INSTRUCTION:
Reproduce the part of the data that opens with the line containing "Where can you spot the firefighter" and runs through the end of the data, swapping "safety stripe" for "reflective stripe" and leaving everything else unchanged.

RECORDS SUPPLIED:

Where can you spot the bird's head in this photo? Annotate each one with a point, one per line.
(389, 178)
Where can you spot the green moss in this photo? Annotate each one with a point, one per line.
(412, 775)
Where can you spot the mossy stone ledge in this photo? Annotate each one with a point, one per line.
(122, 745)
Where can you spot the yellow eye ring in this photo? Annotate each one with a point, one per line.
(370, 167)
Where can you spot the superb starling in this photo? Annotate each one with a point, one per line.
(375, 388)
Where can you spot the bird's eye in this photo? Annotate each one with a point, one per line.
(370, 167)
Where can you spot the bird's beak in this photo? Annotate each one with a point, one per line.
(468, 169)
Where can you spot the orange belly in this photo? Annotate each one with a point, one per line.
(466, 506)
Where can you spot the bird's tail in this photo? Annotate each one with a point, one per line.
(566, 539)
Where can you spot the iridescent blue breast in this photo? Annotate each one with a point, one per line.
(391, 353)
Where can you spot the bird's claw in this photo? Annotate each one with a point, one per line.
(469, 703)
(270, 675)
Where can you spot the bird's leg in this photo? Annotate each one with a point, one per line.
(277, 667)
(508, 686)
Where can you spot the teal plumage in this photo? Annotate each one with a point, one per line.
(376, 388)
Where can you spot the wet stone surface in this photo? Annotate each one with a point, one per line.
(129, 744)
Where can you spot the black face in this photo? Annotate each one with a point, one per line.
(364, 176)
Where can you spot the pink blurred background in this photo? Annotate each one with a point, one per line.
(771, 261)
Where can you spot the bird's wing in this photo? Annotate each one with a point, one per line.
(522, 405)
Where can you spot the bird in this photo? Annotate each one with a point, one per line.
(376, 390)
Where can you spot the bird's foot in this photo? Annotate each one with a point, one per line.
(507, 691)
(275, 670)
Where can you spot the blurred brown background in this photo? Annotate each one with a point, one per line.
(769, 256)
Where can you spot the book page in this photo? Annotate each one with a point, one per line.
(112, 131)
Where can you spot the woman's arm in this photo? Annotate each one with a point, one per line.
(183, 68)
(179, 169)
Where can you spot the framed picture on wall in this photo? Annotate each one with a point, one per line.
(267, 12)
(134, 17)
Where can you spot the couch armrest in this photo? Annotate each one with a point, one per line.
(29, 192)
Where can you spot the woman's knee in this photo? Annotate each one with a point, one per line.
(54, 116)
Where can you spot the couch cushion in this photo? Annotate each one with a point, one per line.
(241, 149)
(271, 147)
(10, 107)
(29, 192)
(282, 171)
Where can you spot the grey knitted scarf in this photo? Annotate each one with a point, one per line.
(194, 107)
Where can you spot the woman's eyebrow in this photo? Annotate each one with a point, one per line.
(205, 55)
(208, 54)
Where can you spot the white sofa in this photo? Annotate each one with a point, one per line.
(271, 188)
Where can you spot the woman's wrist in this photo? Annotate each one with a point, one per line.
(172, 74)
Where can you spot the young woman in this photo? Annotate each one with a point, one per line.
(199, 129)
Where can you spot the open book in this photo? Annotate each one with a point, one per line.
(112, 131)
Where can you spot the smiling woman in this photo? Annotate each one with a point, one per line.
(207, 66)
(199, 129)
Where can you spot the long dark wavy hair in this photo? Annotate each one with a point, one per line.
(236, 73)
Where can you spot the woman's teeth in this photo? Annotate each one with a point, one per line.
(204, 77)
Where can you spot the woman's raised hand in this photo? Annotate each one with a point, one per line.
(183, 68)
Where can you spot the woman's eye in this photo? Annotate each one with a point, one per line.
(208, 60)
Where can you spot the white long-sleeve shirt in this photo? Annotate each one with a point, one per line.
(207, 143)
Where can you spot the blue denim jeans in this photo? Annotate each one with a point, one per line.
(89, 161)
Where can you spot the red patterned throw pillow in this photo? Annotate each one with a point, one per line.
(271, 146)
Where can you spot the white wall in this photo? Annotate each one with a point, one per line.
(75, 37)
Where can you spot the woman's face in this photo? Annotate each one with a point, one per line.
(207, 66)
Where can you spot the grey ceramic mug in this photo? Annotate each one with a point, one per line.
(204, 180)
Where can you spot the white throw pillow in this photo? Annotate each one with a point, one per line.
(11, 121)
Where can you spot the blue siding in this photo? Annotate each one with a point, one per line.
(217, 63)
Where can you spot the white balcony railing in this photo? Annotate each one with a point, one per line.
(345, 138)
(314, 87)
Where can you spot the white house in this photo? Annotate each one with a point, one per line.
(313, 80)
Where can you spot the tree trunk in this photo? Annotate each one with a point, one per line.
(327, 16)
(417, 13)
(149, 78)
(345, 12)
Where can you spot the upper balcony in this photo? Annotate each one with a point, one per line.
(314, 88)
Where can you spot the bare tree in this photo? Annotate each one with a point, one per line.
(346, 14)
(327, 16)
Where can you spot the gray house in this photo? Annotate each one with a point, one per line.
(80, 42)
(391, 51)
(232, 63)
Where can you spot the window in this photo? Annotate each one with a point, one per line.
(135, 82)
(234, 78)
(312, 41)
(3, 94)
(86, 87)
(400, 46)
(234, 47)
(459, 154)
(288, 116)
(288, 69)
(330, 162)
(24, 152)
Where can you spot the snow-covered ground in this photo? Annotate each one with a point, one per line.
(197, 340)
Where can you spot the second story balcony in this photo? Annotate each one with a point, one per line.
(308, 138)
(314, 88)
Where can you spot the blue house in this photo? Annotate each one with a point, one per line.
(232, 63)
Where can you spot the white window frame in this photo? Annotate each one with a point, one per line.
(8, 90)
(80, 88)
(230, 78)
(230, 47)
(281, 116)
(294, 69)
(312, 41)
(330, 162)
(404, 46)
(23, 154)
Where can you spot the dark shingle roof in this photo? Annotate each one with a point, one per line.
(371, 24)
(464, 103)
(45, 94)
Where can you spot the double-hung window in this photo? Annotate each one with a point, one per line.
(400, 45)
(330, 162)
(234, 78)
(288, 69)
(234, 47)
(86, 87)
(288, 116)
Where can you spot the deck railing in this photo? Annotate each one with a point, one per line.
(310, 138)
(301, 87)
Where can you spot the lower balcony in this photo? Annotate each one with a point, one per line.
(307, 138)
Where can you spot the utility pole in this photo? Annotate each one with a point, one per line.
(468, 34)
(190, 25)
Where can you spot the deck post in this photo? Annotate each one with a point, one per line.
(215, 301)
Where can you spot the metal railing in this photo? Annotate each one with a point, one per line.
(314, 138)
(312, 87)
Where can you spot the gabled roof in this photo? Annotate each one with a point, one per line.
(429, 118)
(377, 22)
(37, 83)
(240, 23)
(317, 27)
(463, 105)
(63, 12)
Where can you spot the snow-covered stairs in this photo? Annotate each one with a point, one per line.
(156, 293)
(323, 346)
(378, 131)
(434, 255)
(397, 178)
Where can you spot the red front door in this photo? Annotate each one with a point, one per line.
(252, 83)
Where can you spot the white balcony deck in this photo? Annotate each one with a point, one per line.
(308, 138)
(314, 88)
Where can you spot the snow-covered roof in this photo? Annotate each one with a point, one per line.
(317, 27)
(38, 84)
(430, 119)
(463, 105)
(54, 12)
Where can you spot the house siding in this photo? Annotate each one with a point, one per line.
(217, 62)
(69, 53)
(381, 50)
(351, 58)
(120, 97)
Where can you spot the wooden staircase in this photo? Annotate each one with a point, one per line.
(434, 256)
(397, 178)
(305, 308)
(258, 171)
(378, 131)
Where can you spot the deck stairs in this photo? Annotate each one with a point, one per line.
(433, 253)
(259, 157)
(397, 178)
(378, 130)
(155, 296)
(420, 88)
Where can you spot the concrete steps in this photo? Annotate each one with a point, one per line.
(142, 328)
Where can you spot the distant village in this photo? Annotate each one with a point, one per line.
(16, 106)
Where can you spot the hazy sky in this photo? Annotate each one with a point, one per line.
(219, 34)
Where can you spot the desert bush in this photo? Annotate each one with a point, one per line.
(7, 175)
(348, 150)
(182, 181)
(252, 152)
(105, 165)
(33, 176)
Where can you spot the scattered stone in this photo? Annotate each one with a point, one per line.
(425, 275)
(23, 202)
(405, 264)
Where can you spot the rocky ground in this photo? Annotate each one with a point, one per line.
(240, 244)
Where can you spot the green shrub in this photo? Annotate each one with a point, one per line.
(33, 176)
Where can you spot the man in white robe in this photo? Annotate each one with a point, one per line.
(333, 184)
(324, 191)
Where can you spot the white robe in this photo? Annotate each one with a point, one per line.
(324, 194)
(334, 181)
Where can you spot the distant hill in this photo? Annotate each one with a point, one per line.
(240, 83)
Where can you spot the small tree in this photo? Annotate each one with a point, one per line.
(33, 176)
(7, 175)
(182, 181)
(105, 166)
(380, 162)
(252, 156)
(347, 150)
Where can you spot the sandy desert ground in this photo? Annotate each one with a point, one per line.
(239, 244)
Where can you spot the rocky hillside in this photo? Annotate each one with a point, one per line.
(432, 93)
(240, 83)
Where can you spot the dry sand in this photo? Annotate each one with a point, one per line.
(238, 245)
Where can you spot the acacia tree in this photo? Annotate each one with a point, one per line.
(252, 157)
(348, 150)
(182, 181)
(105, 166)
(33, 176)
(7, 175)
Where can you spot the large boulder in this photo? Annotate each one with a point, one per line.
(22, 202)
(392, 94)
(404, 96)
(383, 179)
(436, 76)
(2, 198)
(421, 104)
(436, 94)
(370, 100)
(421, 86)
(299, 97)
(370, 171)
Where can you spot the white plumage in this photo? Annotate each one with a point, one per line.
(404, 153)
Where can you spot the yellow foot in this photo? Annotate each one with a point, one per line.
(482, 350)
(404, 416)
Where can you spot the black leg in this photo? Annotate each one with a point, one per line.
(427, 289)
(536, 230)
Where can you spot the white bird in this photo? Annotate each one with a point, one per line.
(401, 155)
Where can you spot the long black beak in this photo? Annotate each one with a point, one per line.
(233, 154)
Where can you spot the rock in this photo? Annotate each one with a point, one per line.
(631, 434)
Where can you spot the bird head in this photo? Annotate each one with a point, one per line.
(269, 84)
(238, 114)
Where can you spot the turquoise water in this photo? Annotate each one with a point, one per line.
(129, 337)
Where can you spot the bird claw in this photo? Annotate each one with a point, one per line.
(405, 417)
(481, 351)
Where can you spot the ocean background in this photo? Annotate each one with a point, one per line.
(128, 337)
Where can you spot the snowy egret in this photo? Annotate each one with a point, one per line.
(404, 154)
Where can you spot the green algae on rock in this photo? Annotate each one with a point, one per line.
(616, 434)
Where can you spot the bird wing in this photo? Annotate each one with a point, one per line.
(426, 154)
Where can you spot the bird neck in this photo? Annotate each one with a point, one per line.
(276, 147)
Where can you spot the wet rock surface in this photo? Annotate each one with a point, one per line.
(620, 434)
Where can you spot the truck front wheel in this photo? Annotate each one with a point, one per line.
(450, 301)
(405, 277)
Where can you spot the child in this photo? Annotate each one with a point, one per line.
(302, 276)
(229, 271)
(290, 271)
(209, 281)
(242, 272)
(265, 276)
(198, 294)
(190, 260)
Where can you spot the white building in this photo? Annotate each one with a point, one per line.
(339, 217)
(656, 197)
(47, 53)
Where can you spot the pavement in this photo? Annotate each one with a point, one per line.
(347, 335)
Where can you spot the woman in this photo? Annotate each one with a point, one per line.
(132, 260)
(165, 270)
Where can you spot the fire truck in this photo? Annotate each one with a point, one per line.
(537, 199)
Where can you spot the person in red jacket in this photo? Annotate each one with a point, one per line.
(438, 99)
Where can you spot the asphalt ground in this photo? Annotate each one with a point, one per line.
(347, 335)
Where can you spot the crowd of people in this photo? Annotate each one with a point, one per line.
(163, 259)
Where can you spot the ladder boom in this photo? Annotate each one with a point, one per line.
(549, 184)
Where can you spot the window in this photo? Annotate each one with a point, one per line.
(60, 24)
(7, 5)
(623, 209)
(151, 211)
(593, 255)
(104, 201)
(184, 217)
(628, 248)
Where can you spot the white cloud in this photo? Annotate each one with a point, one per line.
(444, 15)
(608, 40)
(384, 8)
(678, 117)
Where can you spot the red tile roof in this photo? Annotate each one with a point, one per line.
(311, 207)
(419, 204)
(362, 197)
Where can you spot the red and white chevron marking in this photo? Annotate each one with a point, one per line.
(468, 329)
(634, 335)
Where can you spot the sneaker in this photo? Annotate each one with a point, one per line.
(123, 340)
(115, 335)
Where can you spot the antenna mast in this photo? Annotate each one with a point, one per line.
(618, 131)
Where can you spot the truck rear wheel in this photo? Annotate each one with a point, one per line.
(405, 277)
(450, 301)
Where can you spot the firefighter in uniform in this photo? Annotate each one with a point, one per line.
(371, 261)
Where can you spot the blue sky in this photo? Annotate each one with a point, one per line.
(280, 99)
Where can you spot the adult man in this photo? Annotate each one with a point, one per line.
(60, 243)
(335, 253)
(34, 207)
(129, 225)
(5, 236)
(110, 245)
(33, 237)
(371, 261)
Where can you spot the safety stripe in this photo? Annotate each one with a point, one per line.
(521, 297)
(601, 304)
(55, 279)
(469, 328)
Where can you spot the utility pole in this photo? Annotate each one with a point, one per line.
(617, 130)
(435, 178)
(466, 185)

REPLY:
Where can you spot the firefighter in uniform in this photo? Annotate each one with a point, one per line.
(371, 261)
Where can you spot the blue sky in this photo? Annotate each one with a point, one per line.
(280, 99)
Where can you spot the adult man in this photo? Annotate each one with a point, one per line.
(60, 243)
(335, 253)
(34, 207)
(129, 225)
(5, 236)
(110, 245)
(33, 237)
(371, 261)
Where can you spot the reflective stripe in this photo? Annotate each one with a point, one per line.
(521, 297)
(601, 304)
(55, 279)
(469, 328)
Where can you spot the utility pole in this photo? Annotate each one with a point, one per line.
(617, 130)
(435, 178)
(466, 185)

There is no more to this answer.